BEGIN Entries provided

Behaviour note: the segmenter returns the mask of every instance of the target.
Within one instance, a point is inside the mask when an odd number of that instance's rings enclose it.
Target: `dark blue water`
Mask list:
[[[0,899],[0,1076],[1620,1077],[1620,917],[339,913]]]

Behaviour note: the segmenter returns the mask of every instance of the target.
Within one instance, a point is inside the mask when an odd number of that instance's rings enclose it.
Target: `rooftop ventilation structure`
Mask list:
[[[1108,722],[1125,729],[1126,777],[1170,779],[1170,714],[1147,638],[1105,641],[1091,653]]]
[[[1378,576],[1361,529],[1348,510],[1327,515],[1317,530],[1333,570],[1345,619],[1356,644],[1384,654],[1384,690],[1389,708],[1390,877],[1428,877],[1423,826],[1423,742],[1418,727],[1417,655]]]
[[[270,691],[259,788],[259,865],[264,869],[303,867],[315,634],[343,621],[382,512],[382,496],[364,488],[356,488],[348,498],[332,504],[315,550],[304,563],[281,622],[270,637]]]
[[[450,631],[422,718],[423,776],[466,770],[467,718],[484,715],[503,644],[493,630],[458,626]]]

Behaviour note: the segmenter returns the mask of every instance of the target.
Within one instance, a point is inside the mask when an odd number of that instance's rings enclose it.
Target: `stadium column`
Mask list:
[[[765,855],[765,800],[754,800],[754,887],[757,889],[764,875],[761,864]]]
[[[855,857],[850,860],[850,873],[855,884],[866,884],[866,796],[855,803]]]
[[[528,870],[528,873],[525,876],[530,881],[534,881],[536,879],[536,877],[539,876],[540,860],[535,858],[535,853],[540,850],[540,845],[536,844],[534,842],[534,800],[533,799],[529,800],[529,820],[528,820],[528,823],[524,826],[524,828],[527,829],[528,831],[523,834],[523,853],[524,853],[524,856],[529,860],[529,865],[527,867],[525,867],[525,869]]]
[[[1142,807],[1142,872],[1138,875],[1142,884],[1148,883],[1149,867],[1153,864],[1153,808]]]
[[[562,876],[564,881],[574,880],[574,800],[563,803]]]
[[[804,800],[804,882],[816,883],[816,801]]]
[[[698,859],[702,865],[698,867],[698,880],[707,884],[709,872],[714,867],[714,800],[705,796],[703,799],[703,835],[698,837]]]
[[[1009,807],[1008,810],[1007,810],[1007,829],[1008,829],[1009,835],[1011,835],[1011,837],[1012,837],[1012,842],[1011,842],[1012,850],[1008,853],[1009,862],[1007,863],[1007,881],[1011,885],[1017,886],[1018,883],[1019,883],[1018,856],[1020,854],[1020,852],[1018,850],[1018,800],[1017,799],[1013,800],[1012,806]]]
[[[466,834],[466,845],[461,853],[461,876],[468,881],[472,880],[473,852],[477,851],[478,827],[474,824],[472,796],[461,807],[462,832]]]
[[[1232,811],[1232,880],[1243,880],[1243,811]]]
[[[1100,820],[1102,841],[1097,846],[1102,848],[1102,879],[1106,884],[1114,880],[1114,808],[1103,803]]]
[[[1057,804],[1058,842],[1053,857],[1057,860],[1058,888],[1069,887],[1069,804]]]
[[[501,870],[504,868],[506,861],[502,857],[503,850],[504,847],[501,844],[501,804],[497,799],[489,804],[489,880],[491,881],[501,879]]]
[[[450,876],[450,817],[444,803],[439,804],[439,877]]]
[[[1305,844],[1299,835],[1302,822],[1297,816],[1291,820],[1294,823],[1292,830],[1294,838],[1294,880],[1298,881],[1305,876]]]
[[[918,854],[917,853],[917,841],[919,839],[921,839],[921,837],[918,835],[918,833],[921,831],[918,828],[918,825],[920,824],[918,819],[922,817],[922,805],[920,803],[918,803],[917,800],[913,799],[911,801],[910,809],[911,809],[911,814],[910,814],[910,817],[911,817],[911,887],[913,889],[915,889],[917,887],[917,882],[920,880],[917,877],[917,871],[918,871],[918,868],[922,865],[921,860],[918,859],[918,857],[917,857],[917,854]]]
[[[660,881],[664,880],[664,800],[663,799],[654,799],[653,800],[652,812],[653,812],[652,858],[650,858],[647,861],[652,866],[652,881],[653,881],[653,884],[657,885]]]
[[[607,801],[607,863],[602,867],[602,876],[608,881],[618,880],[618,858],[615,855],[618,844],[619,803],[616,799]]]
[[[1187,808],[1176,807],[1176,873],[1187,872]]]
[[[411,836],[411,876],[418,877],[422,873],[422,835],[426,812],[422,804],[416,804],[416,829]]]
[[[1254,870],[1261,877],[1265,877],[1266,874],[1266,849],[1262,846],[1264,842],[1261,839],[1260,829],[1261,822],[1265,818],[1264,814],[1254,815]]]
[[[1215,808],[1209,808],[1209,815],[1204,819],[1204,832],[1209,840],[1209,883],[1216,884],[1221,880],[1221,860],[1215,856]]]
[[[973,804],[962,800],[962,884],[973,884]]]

END Entries provided

Start to finish, restate the records above word for word.

Behaviour note: the segmenter returns the mask of every instance of the target.
Within one instance, a point is inside the mask when an odd number of that instance's rings enclose it.
Target: `dark blue water`
Mask list:
[[[0,899],[0,1076],[1620,1077],[1620,917],[339,913]]]

Behaviour note: the segmenter returns the mask of every instance of the target.
Within one instance, a point is inside the mask when an odd number of that instance's rings enclose it.
Target: `rooftop ventilation structure`
Mask list:
[[[1108,722],[1125,729],[1126,777],[1170,779],[1170,714],[1147,638],[1105,641],[1091,653]]]
[[[1378,576],[1361,529],[1348,510],[1327,515],[1317,530],[1333,570],[1345,619],[1356,644],[1384,654],[1384,690],[1389,708],[1390,877],[1428,877],[1423,826],[1423,742],[1418,727],[1417,655]]]
[[[270,691],[259,788],[259,865],[264,869],[303,867],[315,634],[343,621],[382,512],[382,496],[364,488],[356,488],[348,498],[332,504],[315,550],[304,563],[281,622],[270,637]]]
[[[450,631],[422,718],[423,776],[466,770],[467,718],[484,715],[503,644],[493,630],[458,626]]]

Behaviour note: the segmenter returns the mask of every instance of the target.
Within one instance, a point is inside the mask when an odd number of that instance's rings enclose it.
Target: `stadium column`
Mask list:
[[[765,855],[765,800],[754,800],[754,887],[757,889],[764,875],[761,864]]]
[[[855,857],[850,860],[850,873],[855,884],[866,884],[866,796],[855,803]]]
[[[528,870],[528,873],[525,876],[530,881],[534,881],[536,879],[536,877],[539,876],[540,860],[535,858],[535,853],[540,850],[540,845],[536,844],[534,842],[534,800],[533,799],[529,800],[529,820],[528,820],[528,823],[524,826],[524,828],[527,829],[528,831],[523,834],[523,853],[524,853],[524,856],[529,860],[529,865],[527,867],[525,867],[525,869]]]
[[[1142,807],[1142,872],[1138,875],[1142,884],[1148,883],[1149,867],[1153,864],[1153,808]]]
[[[562,876],[564,881],[574,880],[574,800],[563,803]]]
[[[804,800],[804,882],[816,883],[816,801]]]
[[[698,859],[702,865],[698,867],[698,880],[707,884],[709,872],[714,867],[714,800],[705,796],[703,799],[703,835],[698,837]]]
[[[1009,807],[1008,810],[1007,810],[1007,829],[1008,829],[1009,835],[1011,835],[1011,837],[1012,837],[1012,842],[1011,842],[1012,850],[1008,853],[1009,862],[1007,863],[1007,881],[1011,885],[1017,886],[1018,883],[1019,883],[1018,856],[1020,854],[1020,852],[1018,850],[1018,800],[1017,799],[1013,800],[1012,806]]]
[[[466,834],[466,845],[461,853],[461,876],[468,881],[472,880],[473,852],[477,851],[478,827],[474,824],[472,796],[461,807],[462,832]]]
[[[1232,811],[1232,880],[1243,880],[1243,811]]]
[[[1100,820],[1102,841],[1097,846],[1102,848],[1102,879],[1106,884],[1114,880],[1114,808],[1103,803]]]
[[[1057,804],[1058,842],[1053,857],[1057,860],[1058,888],[1069,887],[1069,804]]]
[[[501,870],[504,868],[506,861],[502,857],[503,850],[504,847],[501,844],[501,804],[497,799],[489,804],[489,880],[491,881],[501,879]]]
[[[450,876],[450,817],[444,803],[439,804],[439,877]]]
[[[1305,844],[1299,835],[1302,822],[1297,816],[1291,820],[1294,823],[1292,830],[1294,838],[1294,880],[1298,881],[1305,876]]]
[[[918,854],[917,853],[917,841],[919,839],[921,839],[921,837],[918,835],[918,833],[921,831],[918,828],[918,825],[920,824],[918,819],[922,817],[922,805],[920,803],[918,803],[917,800],[913,799],[911,801],[910,809],[911,809],[911,814],[910,814],[910,817],[911,817],[911,887],[913,889],[915,889],[917,887],[917,882],[920,880],[917,877],[917,871],[918,871],[918,868],[922,865],[921,860],[918,859],[918,857],[917,857],[917,854]]]
[[[660,881],[664,880],[664,800],[663,799],[654,799],[653,800],[652,812],[653,812],[652,858],[650,858],[647,861],[652,866],[652,881],[653,881],[653,884],[657,885]]]
[[[607,801],[607,863],[602,867],[602,876],[608,881],[618,880],[618,858],[615,855],[618,844],[619,803],[616,799]]]
[[[1187,808],[1176,807],[1176,873],[1187,872]]]
[[[411,836],[411,876],[418,877],[422,873],[422,835],[426,812],[422,804],[416,804],[416,829]]]
[[[1254,870],[1261,877],[1265,877],[1266,874],[1266,849],[1262,846],[1264,842],[1261,839],[1260,829],[1261,822],[1265,818],[1264,814],[1254,815]]]
[[[1215,808],[1209,808],[1209,815],[1204,819],[1204,832],[1209,840],[1209,883],[1216,884],[1221,880],[1221,860],[1215,856]]]
[[[973,804],[962,800],[962,884],[973,884]]]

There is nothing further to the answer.